start Recorded data

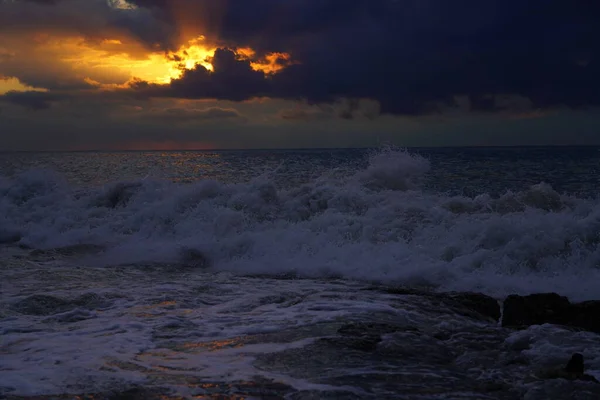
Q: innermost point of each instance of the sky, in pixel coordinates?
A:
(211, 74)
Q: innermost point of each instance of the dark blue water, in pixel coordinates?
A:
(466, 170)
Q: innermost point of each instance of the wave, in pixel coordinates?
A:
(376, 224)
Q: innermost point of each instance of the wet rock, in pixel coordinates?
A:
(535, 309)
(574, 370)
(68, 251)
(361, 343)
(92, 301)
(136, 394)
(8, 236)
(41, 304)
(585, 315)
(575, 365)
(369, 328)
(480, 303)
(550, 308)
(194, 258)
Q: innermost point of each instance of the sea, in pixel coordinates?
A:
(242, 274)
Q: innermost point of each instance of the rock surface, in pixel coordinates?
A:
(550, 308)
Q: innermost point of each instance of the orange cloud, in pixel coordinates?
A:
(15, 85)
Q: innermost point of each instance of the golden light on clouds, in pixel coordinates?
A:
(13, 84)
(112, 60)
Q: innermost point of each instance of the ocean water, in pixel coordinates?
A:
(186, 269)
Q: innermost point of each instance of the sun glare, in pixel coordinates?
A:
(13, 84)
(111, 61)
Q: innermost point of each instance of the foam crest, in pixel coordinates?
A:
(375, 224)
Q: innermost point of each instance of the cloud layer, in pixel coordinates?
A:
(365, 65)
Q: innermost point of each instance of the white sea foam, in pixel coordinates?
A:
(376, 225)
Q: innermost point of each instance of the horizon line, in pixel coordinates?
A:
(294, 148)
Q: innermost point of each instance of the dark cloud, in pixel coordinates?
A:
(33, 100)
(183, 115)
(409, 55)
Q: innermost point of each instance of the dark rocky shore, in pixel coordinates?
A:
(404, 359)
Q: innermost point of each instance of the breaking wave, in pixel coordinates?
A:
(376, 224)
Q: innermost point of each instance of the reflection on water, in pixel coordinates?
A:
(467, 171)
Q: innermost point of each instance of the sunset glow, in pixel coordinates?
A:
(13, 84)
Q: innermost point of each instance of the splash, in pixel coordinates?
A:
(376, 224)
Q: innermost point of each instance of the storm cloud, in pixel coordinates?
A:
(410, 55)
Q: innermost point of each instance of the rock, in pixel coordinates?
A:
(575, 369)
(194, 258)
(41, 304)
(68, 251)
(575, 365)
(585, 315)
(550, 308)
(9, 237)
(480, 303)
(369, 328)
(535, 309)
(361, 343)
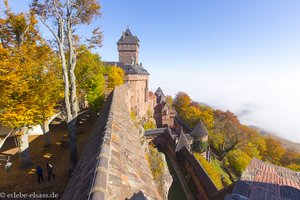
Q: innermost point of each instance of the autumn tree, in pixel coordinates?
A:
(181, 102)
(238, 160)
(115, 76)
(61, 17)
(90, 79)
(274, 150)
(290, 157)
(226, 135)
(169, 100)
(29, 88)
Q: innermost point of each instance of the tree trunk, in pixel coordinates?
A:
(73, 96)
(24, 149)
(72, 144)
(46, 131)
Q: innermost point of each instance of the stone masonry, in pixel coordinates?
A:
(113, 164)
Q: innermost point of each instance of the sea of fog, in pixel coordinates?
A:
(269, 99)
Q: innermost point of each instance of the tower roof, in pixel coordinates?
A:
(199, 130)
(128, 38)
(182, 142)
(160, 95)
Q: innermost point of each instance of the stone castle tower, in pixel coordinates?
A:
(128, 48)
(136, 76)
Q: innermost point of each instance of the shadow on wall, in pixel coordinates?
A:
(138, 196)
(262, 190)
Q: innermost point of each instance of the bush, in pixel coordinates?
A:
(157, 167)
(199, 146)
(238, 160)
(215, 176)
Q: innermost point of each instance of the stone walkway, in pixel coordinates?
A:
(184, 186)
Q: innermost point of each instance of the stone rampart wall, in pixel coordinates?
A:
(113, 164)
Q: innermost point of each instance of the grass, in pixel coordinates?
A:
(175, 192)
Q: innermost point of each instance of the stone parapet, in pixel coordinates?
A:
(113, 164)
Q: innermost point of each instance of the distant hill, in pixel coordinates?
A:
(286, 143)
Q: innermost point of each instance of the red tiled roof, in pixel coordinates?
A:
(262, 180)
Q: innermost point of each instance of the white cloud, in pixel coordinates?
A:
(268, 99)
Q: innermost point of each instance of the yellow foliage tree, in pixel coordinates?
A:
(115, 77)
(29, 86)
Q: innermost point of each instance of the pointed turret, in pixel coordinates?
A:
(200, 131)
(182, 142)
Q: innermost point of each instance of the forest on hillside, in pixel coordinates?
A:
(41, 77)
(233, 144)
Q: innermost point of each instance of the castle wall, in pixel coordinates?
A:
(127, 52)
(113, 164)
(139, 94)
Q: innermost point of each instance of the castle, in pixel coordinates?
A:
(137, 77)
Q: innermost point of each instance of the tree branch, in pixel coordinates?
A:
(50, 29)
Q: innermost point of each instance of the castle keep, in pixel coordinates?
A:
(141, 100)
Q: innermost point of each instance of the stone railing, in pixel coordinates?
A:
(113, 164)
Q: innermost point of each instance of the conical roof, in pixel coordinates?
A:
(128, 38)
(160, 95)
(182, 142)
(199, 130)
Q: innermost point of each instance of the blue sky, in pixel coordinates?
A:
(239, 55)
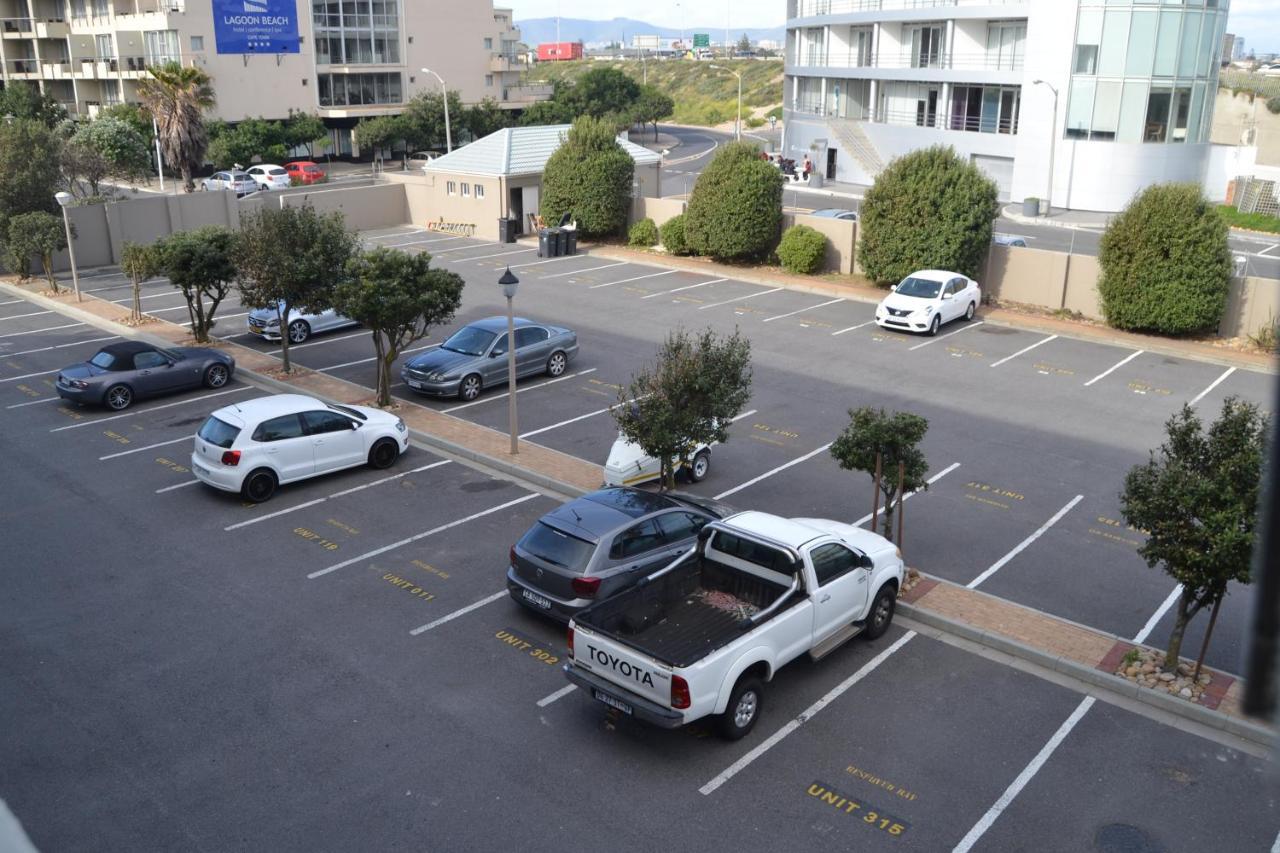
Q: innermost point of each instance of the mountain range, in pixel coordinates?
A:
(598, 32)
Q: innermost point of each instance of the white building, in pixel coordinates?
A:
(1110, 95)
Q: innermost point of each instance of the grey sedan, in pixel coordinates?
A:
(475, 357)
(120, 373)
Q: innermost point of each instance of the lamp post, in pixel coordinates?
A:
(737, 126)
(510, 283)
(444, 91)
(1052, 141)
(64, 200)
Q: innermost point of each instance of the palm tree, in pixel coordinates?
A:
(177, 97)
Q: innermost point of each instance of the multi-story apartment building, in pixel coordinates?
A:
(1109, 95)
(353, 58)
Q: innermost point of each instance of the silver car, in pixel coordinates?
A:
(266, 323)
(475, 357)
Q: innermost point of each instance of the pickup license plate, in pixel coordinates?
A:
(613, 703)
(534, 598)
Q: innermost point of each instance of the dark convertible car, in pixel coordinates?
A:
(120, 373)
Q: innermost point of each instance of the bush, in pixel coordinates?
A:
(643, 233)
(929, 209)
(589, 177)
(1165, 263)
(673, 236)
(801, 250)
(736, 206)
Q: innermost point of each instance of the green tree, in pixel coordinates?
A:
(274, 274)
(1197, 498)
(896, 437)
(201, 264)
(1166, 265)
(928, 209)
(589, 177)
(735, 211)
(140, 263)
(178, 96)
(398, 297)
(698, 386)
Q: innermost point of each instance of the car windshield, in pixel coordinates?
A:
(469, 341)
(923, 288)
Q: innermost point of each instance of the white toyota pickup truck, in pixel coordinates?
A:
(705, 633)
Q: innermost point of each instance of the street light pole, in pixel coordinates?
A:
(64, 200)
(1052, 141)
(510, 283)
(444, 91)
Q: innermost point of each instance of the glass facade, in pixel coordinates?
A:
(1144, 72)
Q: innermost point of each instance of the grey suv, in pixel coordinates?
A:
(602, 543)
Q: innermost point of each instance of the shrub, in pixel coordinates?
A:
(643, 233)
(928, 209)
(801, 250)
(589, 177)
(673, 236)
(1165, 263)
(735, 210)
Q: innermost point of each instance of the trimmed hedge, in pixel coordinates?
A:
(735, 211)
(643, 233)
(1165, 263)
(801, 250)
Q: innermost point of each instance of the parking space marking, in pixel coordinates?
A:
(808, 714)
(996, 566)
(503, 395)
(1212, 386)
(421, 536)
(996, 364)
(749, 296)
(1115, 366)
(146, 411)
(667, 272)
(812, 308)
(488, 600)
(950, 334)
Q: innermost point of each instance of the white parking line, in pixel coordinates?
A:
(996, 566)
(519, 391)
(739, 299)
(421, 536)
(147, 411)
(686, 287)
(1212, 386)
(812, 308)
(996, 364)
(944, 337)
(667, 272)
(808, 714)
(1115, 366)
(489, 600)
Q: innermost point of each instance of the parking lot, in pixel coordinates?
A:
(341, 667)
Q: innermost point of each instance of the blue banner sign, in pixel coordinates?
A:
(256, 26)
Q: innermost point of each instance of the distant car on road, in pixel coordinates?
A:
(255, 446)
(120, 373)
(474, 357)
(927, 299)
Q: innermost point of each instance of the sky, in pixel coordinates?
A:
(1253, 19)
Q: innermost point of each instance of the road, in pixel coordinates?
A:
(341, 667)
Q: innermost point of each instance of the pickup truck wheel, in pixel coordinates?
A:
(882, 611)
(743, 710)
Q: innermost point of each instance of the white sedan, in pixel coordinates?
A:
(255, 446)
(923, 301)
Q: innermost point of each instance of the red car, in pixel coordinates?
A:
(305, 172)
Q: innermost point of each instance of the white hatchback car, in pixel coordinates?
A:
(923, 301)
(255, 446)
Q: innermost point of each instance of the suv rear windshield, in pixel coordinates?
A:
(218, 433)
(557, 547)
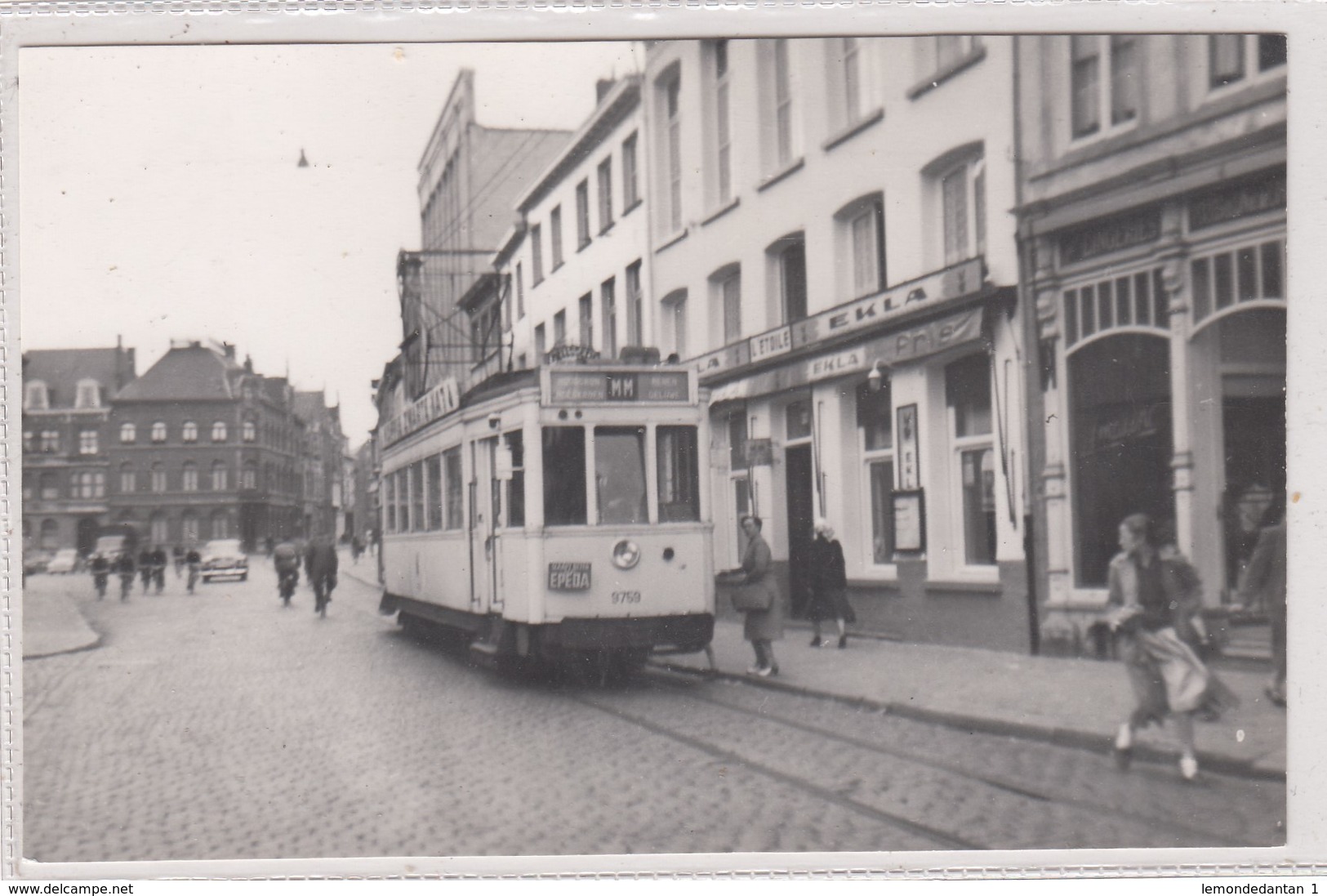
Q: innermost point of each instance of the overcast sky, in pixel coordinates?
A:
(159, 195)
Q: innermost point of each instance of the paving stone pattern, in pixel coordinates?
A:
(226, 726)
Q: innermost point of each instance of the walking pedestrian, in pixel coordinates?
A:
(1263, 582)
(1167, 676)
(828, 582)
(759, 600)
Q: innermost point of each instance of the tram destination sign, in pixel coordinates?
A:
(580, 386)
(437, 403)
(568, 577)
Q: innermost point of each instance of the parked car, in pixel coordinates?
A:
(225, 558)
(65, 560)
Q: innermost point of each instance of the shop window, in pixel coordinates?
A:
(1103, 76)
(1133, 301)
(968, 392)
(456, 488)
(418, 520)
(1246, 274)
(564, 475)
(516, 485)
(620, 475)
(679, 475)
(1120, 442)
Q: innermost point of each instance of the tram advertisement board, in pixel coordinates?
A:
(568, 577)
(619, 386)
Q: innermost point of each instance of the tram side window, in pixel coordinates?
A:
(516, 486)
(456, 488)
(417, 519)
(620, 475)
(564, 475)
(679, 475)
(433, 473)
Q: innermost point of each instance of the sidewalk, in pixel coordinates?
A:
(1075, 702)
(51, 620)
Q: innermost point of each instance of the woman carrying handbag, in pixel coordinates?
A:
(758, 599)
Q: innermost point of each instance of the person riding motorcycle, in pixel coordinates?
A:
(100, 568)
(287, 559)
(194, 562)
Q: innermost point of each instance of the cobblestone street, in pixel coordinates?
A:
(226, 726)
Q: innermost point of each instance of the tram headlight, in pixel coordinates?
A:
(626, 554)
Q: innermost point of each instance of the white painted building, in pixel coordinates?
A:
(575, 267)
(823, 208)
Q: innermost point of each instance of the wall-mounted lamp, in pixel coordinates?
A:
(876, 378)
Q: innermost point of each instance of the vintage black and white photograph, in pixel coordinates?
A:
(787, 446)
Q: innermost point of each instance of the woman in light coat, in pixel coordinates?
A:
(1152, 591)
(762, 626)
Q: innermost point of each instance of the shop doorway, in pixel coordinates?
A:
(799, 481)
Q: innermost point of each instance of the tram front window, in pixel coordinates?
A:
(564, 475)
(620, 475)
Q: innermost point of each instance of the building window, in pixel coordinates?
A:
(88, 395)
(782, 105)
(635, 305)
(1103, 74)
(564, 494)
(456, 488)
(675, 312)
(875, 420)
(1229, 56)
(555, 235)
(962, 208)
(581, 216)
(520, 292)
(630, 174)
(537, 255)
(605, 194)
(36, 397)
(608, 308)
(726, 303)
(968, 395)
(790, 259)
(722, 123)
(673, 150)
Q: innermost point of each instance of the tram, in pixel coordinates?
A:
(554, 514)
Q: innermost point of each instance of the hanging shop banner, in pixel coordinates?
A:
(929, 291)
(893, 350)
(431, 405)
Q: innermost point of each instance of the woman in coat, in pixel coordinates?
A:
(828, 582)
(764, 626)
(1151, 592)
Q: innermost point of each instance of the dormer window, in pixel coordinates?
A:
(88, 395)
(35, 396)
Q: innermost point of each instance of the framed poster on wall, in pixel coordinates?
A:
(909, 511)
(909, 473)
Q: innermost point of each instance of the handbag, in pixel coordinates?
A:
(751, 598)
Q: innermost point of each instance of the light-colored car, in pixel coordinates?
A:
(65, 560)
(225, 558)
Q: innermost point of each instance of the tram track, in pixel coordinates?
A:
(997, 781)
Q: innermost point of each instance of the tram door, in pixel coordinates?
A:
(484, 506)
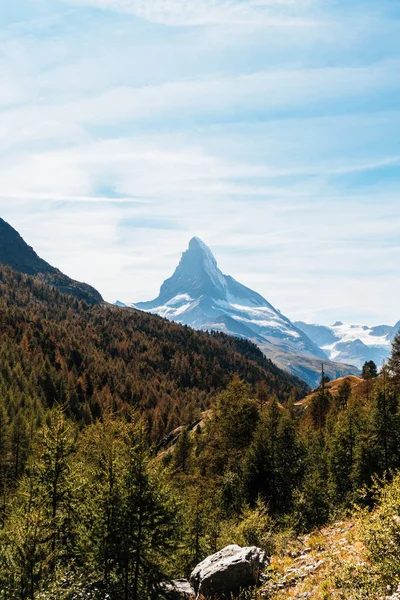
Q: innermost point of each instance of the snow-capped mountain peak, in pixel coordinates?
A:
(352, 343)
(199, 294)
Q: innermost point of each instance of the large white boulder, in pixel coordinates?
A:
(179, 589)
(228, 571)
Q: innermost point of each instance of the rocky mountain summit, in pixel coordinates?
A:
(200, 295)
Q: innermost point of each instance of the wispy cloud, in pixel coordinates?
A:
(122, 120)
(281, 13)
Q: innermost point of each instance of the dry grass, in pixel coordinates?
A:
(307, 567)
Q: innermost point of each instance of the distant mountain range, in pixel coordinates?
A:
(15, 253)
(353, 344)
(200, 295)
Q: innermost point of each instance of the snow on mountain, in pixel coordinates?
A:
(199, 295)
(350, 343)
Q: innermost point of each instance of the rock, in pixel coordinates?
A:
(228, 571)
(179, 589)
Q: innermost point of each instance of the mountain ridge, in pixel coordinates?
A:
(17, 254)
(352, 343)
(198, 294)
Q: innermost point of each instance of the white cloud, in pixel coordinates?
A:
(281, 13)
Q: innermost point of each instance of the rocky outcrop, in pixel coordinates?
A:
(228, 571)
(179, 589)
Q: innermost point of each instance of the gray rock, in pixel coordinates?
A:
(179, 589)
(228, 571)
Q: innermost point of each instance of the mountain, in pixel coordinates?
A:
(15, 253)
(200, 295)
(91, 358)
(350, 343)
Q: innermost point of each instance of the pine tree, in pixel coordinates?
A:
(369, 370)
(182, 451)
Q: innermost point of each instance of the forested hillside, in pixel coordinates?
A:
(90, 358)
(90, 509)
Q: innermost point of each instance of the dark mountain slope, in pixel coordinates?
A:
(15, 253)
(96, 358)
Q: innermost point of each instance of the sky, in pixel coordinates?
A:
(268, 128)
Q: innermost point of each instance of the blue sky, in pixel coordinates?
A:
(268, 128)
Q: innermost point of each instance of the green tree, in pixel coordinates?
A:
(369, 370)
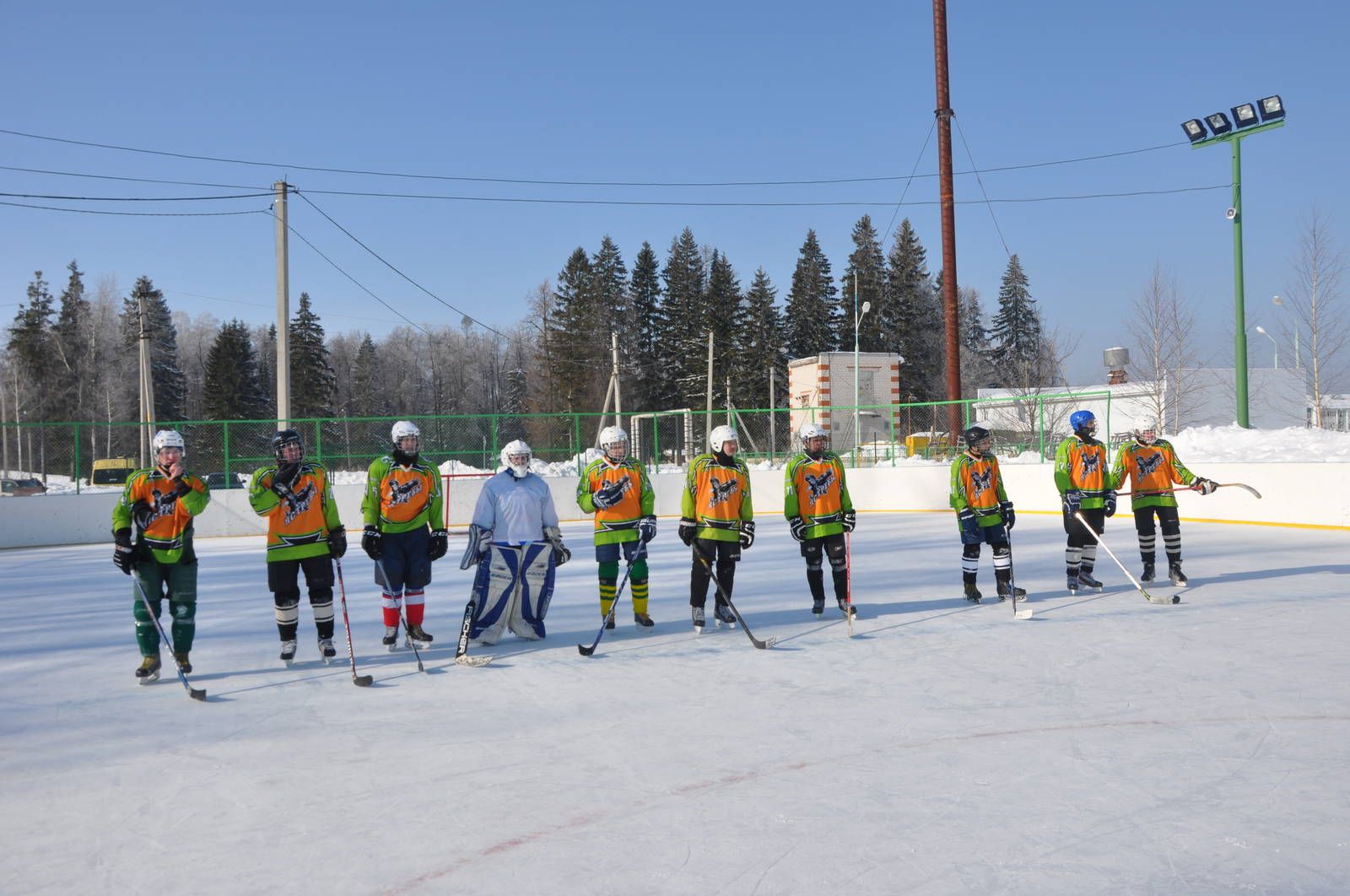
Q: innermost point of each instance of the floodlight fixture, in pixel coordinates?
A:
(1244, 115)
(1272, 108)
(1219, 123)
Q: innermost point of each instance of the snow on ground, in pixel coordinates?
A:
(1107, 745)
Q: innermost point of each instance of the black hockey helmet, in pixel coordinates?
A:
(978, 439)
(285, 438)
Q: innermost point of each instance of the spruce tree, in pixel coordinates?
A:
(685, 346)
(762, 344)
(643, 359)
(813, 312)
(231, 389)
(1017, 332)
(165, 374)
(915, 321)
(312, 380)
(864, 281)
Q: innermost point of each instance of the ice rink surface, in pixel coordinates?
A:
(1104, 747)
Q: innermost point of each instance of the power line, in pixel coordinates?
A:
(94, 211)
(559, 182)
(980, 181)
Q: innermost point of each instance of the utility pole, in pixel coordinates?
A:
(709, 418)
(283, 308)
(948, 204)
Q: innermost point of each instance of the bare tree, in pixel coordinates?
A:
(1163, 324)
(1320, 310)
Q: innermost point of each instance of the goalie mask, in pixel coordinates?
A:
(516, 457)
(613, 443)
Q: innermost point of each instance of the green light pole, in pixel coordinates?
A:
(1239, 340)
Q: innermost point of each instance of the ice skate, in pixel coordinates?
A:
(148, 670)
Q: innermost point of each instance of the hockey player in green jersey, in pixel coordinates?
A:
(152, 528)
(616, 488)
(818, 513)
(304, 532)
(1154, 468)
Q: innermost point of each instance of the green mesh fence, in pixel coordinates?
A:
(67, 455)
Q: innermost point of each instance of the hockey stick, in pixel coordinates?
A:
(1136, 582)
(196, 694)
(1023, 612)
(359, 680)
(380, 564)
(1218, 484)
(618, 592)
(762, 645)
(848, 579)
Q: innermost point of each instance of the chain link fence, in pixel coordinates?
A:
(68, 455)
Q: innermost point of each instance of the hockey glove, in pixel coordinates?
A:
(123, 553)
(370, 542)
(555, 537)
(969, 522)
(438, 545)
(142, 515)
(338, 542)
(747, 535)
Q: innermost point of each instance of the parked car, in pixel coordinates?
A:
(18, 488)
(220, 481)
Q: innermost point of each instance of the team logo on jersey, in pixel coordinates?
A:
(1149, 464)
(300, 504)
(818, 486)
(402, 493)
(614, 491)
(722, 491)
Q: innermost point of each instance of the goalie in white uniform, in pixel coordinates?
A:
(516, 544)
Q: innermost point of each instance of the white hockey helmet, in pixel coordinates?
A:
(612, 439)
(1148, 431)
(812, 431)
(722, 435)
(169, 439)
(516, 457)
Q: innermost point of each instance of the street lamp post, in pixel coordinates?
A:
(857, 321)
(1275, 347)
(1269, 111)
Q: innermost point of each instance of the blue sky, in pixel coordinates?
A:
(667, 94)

end Recorded data

Rewrite the records from the line with "Q: innermost point of each instance of the gray" up to and including the line with "(1320, 310)", renaming "utility pole" to "telephone pole" and leaving everything else unchanged. Leave the pictures out of the result.

▶ [Result]
Q: innermost point of each instance of the gray rock, in pixel coordinates?
A:
(179, 589)
(228, 571)
Q: innermost point of each instance of the mountain, in pixel coordinates?
A:
(15, 253)
(200, 295)
(91, 358)
(350, 343)
Q: innermost point of each instance of the pine tree, in pixel coordinates?
A:
(369, 370)
(182, 451)
Q: innermost point of each instance of the forested hillside, in pixel coordinates?
A:
(90, 358)
(90, 509)
Q: innermost point of each instance of the dark mountain slope, in pixel coordinates?
A:
(15, 253)
(96, 358)
Q: innermost point of each instance of the sky, in pixel coordinates?
A:
(268, 128)
Q: innermost point of each instance of the blue sky, in pixel coordinates?
A:
(268, 128)
Q: innermost point of each instance of the green tree, in pixel coordinates?
A:
(369, 370)
Q: innermost point of each instance of the floodlight fixture, in pixel coordinates?
A:
(1244, 115)
(1272, 108)
(1219, 123)
Q: innermost point of each instance of the snow on ground, in pixel coordinates?
A:
(1107, 745)
Q: innermost point of each instance of the black hockey helmet, in pixel coordinates?
A:
(978, 439)
(285, 438)
Q: innermost point of each instance of the spruce tree, in pixel coordinates?
A:
(685, 346)
(762, 344)
(643, 359)
(813, 312)
(231, 389)
(1017, 332)
(165, 374)
(915, 321)
(312, 380)
(864, 281)
Q: innermost point of each instance of the ice rink surface, in pixel coordinates?
A:
(1104, 747)
Q: innermost point of each instance of the power line, in pixel coordinates?
A:
(94, 211)
(559, 182)
(980, 181)
Q: innermost point of each instance of the telephone pole, in pixel coordinates?
A:
(709, 418)
(283, 308)
(948, 204)
Q: innermost point of each instance of the bare tree, in pixel coordinates?
A:
(1163, 324)
(1320, 310)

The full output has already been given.